- _Texte fourni_:
____________

Quelle affaire! Zinedine Zidane pourrait se voir interdire d’entraîner en Espagne! Quel affront! Comment est-ce possible? De qui se moque t-on? En Espagne comme en France, nombreuses sont les voix officielles à s’être élevées pour défendre l’icône du football français.
Mais qu’en est-il vraiment? Sous prétexte que l’on s’appellerait Zidane, on pourrait entraîner sans diplôme? Il suffirait donc pour être entraîneur professionnel d’avoir préalablement été joueur professionnel?
Les Français, qui ont fait de l’égalité des chances un principe juridique et Zinedine Zidane mieux que quiconque, savent que le football professionnel ne saurait appartenir à une caste. C’est une passion, un sport mais également pour certains un véritable ascenseur social. Dès lors, quand comme notre illustre concitoyen, on sort des quartiers de Marseille, on sait que la méritocratie est de loin préférable à l’aristocratie.
L’accès à la profession d’entraîneur professionnel est réglementé
La profession d’entraîneur de football professionnel est que l’on veuille ou non une profession réglementée. Cela suppose donc que ceux souhaitant la pratiquer possèdent les diplômes requis. La possession de ces diplômes offre a priori une double garantie. La première est communément admise et consiste à s’assurer que les entraîneurs puissent être correctement formés et qu’ils aient acquis les connaissances nécessaires à l’exercice de leurs fonctions.
La deuxième, moins souvent débattue mais pourtant essentielle, consiste précisément à s’assurer que le football professionnel ne devienne pas un système aristocratique dans lequel chaque fonction d’importance appartiendrait à une caste. Tel serait assurément le cas s’il suffisait, pour être entraîneur professionnel, d’avoir été préalablement joueur professionnel.
Un football aristocratique n’aurait alors pas connu Guy Roux (qui détient le record du nombre de matchs dirigés en première division en tant qu’entraîneur avec 894 rencontres sur le banc) ni même Gérard Houllier (entraîneur entre autres du PSG, Lyon et Liverpool mais également entraîneur de l’équipe de France, Directeur Technique National et peut-être futur président de la FFF), tous deux n’ayant évolué qu’au niveau amateur en tant que joueurs.

____________

- _Consignes_:
a) Recopiez mot pour mot le passage du texte qui commence par les mots "Quelle affaire! Zinedine" et se termine par "été joueur professionnel?".
b) Répondez à ces questions à l'aide du texte.
(i) Combien de matchs Guy Roux a-t-il dirigés en première division en tant qu'entraîneur ?
(ii) De quels quartiers le texte dit-il que Zinedine Zidane est sorti ?
(iii) En quoi consiste la première garantie offerte par la possession des diplômes ?
Répondez en vous fondant uniquement sur le texte.

- _Extrait des données_:
____________

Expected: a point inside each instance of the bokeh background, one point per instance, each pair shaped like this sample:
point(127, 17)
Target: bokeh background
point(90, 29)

____________

- _Réponses_:
a)
Quelle affaire! Zinedine Zidane pourrait se voir interdire d’entraîner en Espagne! Quel affront! Comment est-ce possible? De qui se moque t-on? En Espagne comme en France, nombreuses sont les voix officielles à s’être élevées pour défendre l’icône du football français.
Mais qu’en est-il vraiment? Sous prétexte que l’on s’appellerait Zidane, on pourrait entraîner sans diplôme? Il suffirait donc pour être entraîneur professionnel d’avoir préalablement été joueur professionnel?

b)
(i) 894 rencontres.
(ii) Des quartiers de Marseille.
(iii) Elle consiste à s'assurer que les entraîneurs puissent être correctement formés et qu'ils aient acquis les connaissances nécessaires à l'exercice de leurs fonctions.